• **Document text**
■ ■ ■ ■ ■ ■ ■

Oxi84 commented 5 years ago

I solved one of the problems, using another way to load the model described bellow, but still it works way worse than BERT.

tokenizer = XLNetTokenizer.from_pretrained("xlnet-large-cased")
model = XLNetLMHeadModel.from_pretrained("xlnet-large-cased")
model.eval()
if torch.cuda.is_available(): model.to('cuda') #if we have a GPU 
target_id = 5
input_ids = torch.tensor(tokenizer.encode("I believe my sister is <mask> because she eats a lot of vegetables .")).unsqueeze(0)  # We will predict the masked token
perm_mask = torch.zeros((1, input_ids.shape[1], input_ids.shape[1]), dtype=torch.float)
perm_mask[:, :, target_id] = 1.0  # Previous tokens don't see last token
target_mapping = torch.zeros((1, 1, input_ids.shape[1]), dtype=torch.float)  # Shape [1, 1, seq_length] => let's predict one token
target_mapping[0, 0, target_id] = 1.0  # Our first (and only) prediction will be the last token of the sequence (the masked token)

input_ids_tensor = input_ids.to("cuda")
target_mapping_tensor = target_mapping.to("cuda")
perm_mask_tensor = perm_mask.to("cuda")

with torch.no_grad():
    predictions = model(input_ids_tensor, perm_mask=perm_mask_tensor, target_mapping=target_mapping_tensor)

predicted_k_indexes = torch.topk(predictions[0][0][0],k=10)
predicted_logits_list = predicted_k_indexes[0] 
predicted_indexes_list = predicted_k_indexes[1] 

print ("predicted word:",tokenizer.decode(input_ids[0][target_id].item()))
for i,item  in enumerate(predicted_indexes_list):
    the_index = predicted_indexes_list[i].item()
    print("word and logits",tokenizer.decode(the_index),predicted_logits_list[i].item())

But the output is not so good, i believe Bert is better. I hope this is correct code to get masked word inside a sentence.

I am not sure if this line should be any different:

 perm_mask[:, :, target_id] = 1.0  # Previous tokens don't see last token

output:

 sentence: "I believe my sister is <mask> because she is a blonde ."

■ ■ ■ ■ ■ ■ ■

• **Rows**
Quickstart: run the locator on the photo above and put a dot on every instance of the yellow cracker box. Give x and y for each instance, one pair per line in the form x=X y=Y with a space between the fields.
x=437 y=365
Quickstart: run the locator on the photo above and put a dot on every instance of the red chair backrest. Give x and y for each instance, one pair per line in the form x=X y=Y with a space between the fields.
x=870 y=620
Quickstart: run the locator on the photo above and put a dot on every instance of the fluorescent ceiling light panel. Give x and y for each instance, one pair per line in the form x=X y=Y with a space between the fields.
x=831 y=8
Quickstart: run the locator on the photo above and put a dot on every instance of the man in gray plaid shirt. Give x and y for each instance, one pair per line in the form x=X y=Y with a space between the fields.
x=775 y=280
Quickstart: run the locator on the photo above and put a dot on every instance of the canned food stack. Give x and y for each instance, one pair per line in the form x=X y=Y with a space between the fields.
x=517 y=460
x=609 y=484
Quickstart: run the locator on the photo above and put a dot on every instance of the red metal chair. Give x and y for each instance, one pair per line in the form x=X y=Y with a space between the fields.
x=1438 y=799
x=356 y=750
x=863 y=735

■ ■ ■ ■ ■ ■ ■

• **Tasks to complete**
(1) Quote the XLNet forum comment between "predicted_k_indexes = torch.topk(predictions[0][0][0],k=10)" and "the_index = predicted_indexes_list[i].item()", inclusive.
(2) Using the XLNet forum comment, answer yes or no to each statement below and quote the words that decide it.
(a) The commenter finds that the XLNet approach still performs worse than BERT.
(b) The code loads the "xlnet-base-cased" model.
(c) The commenter is certain the perm_mask line is correct.
(3) Write the next part of the XLNet forum comment, starting after its last line.

• **Exercise responses**
(1)
predicted_k_indexes = torch.topk(predictions[0][0][0],k=10)
predicted_logits_list = predicted_k_indexes[0] 
predicted_indexes_list = predicted_k_indexes[1] 

print ("predicted word:",tokenizer.decode(input_ids[0][target_id].item()))
for i,item  in enumerate(predicted_indexes_list):
    the_index = predicted_indexes_list[i].item()

(2)
(a) Yes: "but still it works way worse than BERT."
(b) No: "model = XLNetLMHeadModel.from_pretrained("xlnet-large-cased")"
(c) No: "I am not sure if this line should be any different"

(3)
 predicted word: <mask>
 word and logits is -30.468482971191406
 word and logits the -33.0710334777832
 word and logits was -34.586158752441406
 word and logits because -34.74900436401367
 word and logits in -34.762718200683594
 word and logits that -34.86489486694336
 word and logits but -34.97043991088867
 word and logits and -35.04599380493164
 word and logits if -35.07524108886719
  word and logits not -35.1640510559082

when i do not use perm_mask and call only:

  predictions = model(input_ids_tensor, target_mapping=target_mapping_tensor)

I get a better, but still quite bad results, but it is at least interesting.

 sentence: "I believe my sister is <mask> because she is a blonde ."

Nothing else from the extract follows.